▸ **Supplied entries**:
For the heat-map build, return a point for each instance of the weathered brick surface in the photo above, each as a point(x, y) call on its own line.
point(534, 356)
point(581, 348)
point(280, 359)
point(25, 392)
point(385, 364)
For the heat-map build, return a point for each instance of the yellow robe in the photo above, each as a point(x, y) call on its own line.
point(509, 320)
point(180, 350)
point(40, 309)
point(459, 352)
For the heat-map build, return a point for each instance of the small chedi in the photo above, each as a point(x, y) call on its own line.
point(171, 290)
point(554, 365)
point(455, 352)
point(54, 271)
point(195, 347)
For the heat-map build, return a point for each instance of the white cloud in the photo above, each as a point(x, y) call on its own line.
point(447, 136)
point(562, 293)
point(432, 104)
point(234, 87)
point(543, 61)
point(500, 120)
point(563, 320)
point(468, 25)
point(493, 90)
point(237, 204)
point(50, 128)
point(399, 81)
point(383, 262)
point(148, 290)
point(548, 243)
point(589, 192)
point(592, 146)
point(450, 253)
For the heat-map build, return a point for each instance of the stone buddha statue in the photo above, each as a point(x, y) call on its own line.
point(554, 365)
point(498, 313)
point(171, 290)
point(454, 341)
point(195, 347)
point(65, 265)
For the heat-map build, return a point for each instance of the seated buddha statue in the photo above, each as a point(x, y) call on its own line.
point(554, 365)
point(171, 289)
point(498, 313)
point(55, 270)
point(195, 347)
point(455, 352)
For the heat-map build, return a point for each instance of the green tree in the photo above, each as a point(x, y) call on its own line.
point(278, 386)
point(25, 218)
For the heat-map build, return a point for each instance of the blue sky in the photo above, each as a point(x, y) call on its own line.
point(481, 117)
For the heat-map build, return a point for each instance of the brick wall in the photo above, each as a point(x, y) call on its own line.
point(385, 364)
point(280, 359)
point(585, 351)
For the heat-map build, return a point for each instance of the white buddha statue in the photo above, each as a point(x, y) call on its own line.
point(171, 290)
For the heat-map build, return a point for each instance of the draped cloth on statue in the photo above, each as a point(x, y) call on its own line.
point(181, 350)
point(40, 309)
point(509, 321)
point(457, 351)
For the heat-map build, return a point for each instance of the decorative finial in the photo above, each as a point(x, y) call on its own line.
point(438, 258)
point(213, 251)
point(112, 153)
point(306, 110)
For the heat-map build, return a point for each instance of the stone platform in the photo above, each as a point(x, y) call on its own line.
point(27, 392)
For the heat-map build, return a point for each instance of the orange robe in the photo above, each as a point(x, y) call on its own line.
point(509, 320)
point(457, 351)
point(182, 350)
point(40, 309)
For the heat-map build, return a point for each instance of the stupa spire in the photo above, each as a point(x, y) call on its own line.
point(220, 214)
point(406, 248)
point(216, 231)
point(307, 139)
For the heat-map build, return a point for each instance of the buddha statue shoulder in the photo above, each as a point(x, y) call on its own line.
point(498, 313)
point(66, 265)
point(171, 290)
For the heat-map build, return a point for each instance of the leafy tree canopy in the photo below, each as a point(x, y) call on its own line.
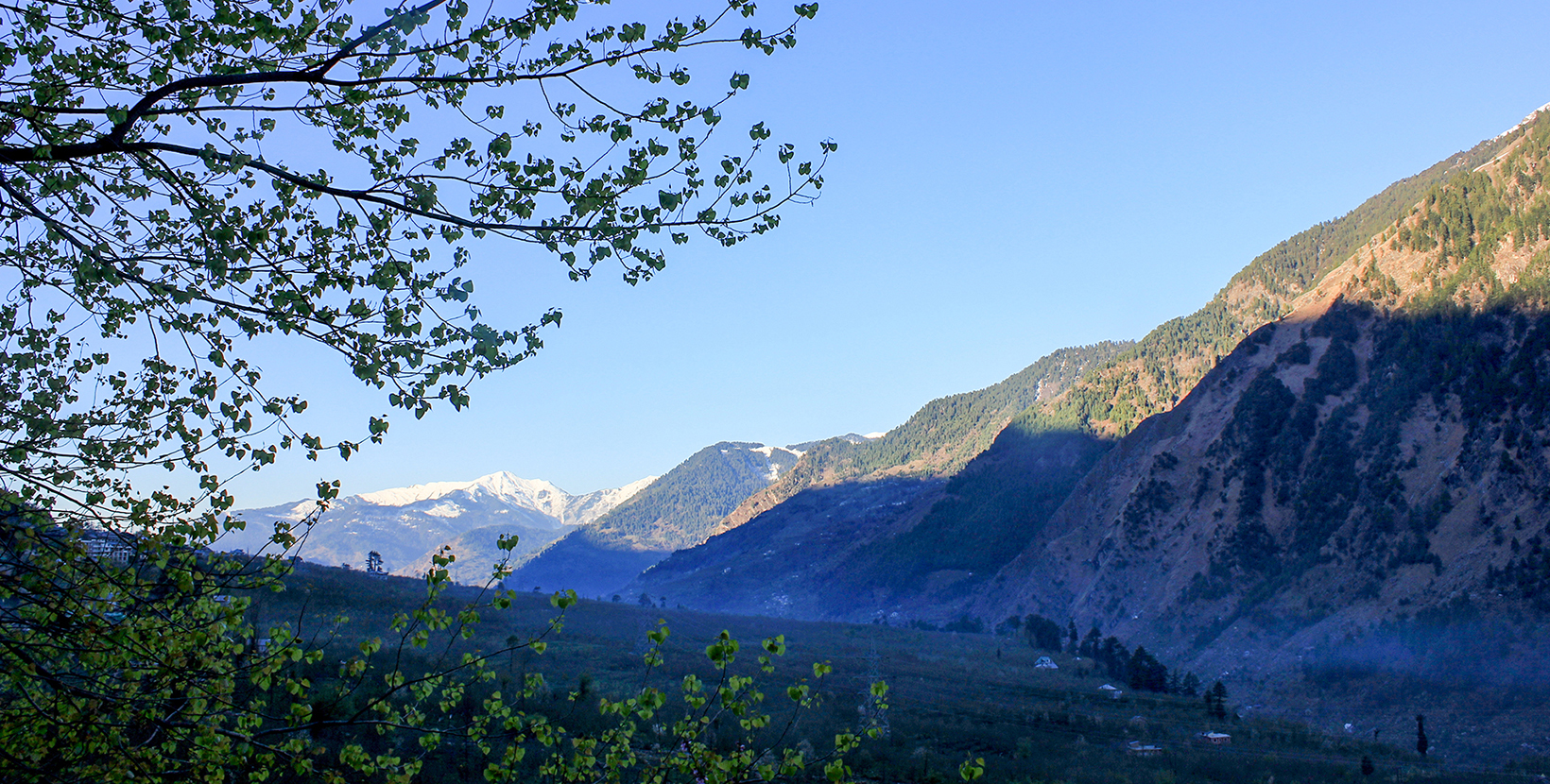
point(181, 177)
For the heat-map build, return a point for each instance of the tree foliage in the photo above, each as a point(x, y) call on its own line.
point(181, 179)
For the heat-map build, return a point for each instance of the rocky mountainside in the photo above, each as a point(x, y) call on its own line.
point(1360, 486)
point(937, 547)
point(678, 510)
point(406, 524)
point(823, 539)
point(937, 440)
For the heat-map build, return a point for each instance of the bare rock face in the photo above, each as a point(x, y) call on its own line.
point(1358, 486)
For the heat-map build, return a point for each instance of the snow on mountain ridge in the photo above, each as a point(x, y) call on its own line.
point(508, 490)
point(533, 493)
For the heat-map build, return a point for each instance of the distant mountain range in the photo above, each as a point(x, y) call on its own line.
point(1332, 473)
point(409, 524)
point(680, 510)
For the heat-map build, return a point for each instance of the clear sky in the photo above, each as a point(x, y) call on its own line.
point(1012, 177)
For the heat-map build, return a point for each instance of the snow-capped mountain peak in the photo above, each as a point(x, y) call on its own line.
point(533, 493)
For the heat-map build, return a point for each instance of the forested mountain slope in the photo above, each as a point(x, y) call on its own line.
point(937, 440)
point(939, 547)
point(1358, 486)
point(861, 493)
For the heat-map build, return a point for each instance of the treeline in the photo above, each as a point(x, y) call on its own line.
point(1138, 668)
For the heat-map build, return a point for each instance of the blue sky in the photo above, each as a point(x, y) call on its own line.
point(1011, 179)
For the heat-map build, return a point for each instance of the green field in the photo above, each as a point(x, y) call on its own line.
point(952, 696)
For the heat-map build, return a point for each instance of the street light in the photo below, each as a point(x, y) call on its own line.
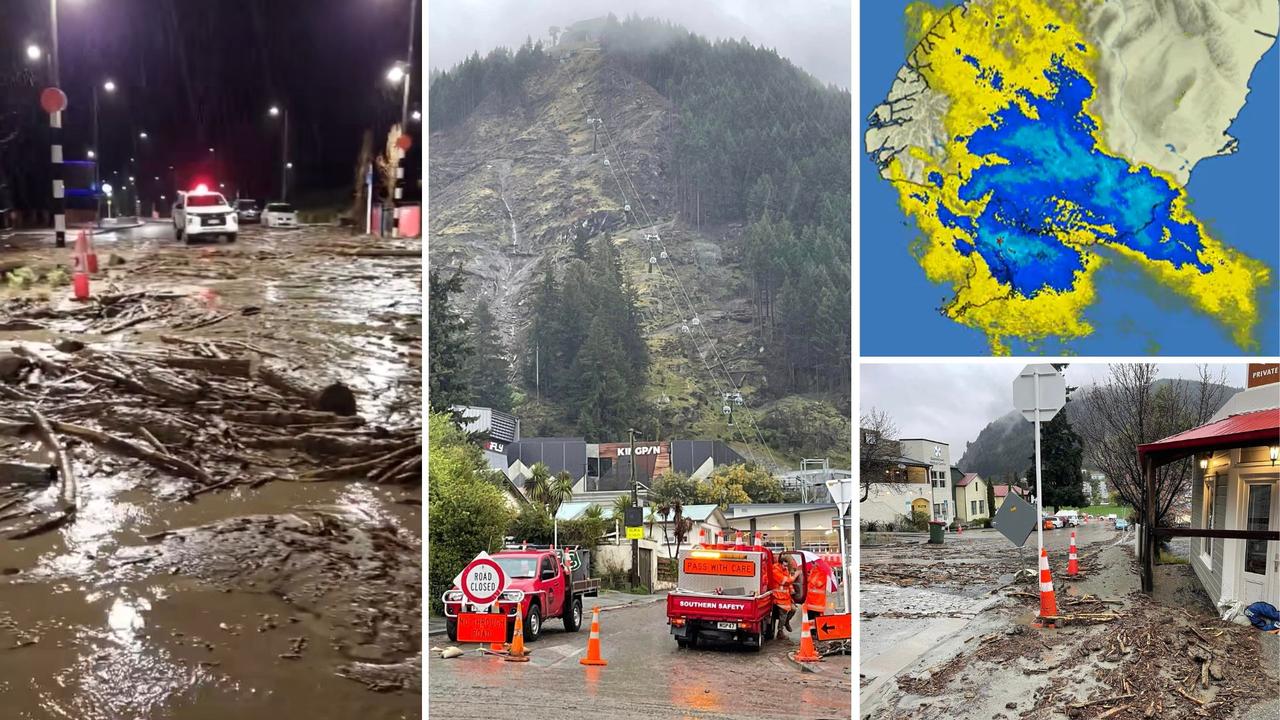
point(284, 147)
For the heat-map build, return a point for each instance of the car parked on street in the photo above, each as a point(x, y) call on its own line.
point(201, 213)
point(279, 215)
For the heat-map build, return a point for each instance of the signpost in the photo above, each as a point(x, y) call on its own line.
point(481, 627)
point(1040, 392)
point(481, 580)
point(835, 627)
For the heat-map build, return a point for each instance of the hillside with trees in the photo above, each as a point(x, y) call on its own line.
point(554, 171)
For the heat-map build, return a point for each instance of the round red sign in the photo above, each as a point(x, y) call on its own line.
point(53, 100)
point(483, 582)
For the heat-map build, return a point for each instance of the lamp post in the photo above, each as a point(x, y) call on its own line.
point(97, 205)
point(284, 149)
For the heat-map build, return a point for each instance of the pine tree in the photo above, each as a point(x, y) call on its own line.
point(448, 347)
point(488, 368)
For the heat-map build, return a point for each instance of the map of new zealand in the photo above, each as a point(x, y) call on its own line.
point(1042, 154)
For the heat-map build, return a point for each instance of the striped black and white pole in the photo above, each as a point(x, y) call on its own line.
point(55, 149)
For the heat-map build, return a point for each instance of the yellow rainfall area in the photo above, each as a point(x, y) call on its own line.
point(1020, 39)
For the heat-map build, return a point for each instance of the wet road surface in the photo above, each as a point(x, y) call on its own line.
point(257, 601)
point(647, 677)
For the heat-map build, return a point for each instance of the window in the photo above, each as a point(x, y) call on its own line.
point(1257, 518)
point(1207, 543)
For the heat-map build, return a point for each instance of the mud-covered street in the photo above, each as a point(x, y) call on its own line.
point(214, 478)
point(647, 677)
point(949, 632)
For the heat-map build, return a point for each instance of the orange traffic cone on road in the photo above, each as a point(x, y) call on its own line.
point(593, 643)
point(498, 646)
point(808, 652)
point(80, 260)
point(517, 641)
point(1048, 602)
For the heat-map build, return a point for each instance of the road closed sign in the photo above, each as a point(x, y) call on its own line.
point(481, 627)
point(481, 580)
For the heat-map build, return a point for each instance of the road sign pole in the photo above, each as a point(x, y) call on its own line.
point(1040, 502)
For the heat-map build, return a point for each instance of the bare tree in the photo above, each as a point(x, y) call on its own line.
point(878, 451)
point(1133, 409)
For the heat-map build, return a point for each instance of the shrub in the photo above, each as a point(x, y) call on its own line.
point(533, 525)
point(467, 511)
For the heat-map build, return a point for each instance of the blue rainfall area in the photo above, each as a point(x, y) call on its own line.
point(1055, 158)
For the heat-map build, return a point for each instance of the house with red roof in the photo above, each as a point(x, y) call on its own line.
point(1235, 496)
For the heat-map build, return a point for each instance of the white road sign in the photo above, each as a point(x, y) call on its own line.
point(481, 580)
point(1047, 399)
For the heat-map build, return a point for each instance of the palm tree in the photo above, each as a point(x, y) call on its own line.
point(538, 484)
point(560, 491)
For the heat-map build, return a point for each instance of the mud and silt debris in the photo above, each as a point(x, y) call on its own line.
point(1150, 660)
point(210, 414)
point(359, 579)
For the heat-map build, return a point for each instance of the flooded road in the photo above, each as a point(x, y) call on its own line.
point(647, 677)
point(233, 543)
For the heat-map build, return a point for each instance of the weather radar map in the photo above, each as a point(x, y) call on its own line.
point(1034, 142)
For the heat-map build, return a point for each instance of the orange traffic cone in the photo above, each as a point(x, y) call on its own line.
point(517, 641)
point(593, 643)
point(80, 260)
point(808, 652)
point(1048, 602)
point(499, 647)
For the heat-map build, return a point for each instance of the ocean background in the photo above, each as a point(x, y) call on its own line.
point(1235, 196)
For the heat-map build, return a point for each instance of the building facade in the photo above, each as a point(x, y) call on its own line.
point(1238, 488)
point(937, 456)
point(970, 499)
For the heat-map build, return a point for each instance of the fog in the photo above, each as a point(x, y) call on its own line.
point(952, 402)
point(816, 35)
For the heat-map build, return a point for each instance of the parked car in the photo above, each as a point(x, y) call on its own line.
point(201, 213)
point(279, 215)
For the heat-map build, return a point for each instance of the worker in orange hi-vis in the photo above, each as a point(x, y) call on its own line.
point(816, 595)
point(784, 579)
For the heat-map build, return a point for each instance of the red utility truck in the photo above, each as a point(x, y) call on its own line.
point(725, 592)
point(553, 582)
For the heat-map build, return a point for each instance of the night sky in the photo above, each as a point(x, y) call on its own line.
point(202, 73)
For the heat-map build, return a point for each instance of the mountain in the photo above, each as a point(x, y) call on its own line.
point(718, 173)
point(1005, 446)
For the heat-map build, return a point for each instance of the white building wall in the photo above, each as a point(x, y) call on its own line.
point(938, 456)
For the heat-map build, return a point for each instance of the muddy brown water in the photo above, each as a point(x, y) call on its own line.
point(289, 600)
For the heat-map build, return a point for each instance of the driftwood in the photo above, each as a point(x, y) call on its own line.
point(64, 465)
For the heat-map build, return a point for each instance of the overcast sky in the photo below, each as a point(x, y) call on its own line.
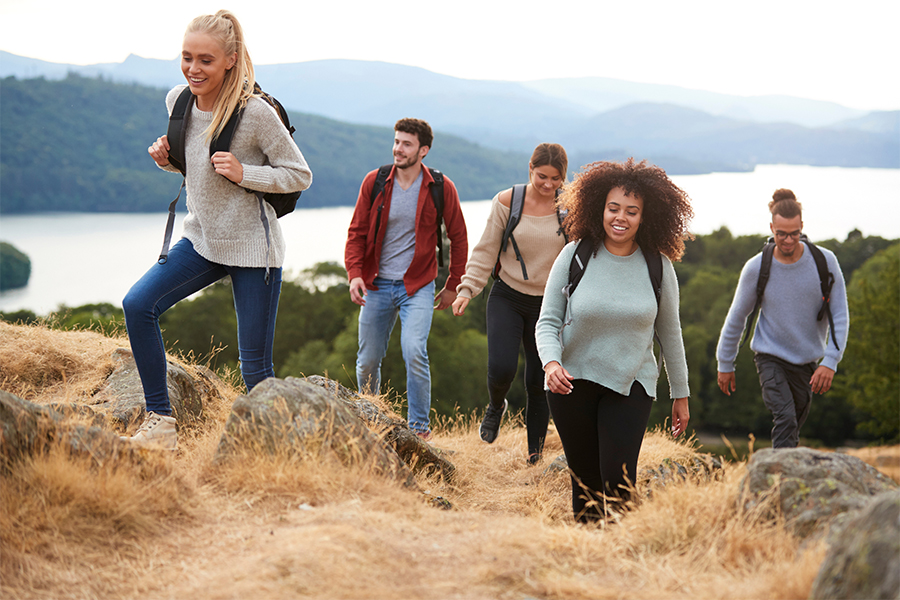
point(845, 53)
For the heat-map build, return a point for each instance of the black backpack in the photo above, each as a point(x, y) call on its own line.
point(178, 120)
point(826, 281)
point(516, 206)
point(583, 252)
point(437, 196)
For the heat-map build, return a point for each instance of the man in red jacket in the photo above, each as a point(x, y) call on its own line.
point(391, 263)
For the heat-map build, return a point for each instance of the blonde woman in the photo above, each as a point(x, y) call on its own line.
point(223, 235)
point(515, 298)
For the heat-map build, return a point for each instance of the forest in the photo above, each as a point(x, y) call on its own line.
point(317, 334)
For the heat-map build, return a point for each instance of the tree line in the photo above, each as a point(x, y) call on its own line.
point(317, 328)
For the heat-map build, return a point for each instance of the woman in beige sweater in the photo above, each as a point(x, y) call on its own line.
point(514, 304)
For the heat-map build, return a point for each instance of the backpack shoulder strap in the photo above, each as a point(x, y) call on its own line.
point(516, 206)
point(437, 195)
point(765, 268)
point(826, 282)
point(175, 133)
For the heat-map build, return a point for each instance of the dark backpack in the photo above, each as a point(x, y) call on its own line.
point(826, 281)
point(583, 252)
point(437, 196)
point(178, 120)
point(516, 206)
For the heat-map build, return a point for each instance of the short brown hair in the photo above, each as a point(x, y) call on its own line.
point(416, 127)
point(784, 203)
point(667, 208)
point(553, 155)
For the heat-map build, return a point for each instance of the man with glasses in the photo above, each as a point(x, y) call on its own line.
point(796, 349)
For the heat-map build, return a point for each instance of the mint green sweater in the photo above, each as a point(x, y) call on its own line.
point(610, 339)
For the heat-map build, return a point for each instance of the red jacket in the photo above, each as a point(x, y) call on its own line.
point(362, 253)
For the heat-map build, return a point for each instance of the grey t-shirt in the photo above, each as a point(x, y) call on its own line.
point(399, 243)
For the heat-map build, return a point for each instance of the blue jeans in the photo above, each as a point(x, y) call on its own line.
point(184, 273)
point(376, 321)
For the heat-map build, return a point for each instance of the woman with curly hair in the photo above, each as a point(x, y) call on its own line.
point(597, 345)
point(515, 298)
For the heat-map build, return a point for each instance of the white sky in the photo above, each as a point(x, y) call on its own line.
point(846, 53)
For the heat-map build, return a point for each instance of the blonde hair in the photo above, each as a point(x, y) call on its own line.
point(239, 81)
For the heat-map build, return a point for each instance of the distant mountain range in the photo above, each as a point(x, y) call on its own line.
point(685, 131)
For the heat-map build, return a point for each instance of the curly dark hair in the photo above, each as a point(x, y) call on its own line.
point(667, 208)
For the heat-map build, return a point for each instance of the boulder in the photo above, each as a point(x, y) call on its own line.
point(811, 488)
point(122, 398)
point(418, 454)
point(297, 417)
point(864, 561)
point(27, 428)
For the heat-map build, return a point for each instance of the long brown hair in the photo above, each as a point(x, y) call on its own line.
point(667, 208)
point(237, 86)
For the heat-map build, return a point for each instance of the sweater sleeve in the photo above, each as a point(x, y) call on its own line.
point(840, 313)
point(668, 327)
point(285, 169)
point(484, 255)
point(553, 309)
point(741, 307)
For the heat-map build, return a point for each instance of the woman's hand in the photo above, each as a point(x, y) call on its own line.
point(459, 306)
point(558, 380)
point(228, 166)
point(159, 151)
point(681, 414)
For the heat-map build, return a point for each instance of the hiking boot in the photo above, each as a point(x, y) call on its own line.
point(490, 425)
point(157, 431)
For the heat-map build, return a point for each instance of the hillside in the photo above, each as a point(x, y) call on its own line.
point(285, 525)
point(594, 118)
point(80, 144)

▸ **Exercise details**: The required output is the exact sequence of lines from the one containing "of the long" through the end of the listing, both endpoints included.

▸ **Full response**:
For the heat-map build, return a point for each instance of the long brown hair in the photo above, each as a point(x, y) call on its own line.
point(667, 208)
point(237, 86)
For the heat-map build, return a point for each instance of the sweater sleeve in the photo above, each as a point(x, y) call on its own line.
point(840, 313)
point(668, 327)
point(285, 169)
point(484, 255)
point(553, 309)
point(741, 307)
For the heat-map build, return a point for each instance of the woman's hand in the photo above, each as a point(x, y) call on its own line.
point(459, 306)
point(558, 380)
point(228, 166)
point(159, 151)
point(681, 414)
For the heat-map build, return a point for each instance of the hiking boot in the photo above, each as a point(x, y) call on its own line.
point(490, 425)
point(157, 431)
For the heat-map build, return a point for each instance of the hillside in the photo above, each as a point(x, y) call on its own line.
point(285, 525)
point(594, 118)
point(80, 144)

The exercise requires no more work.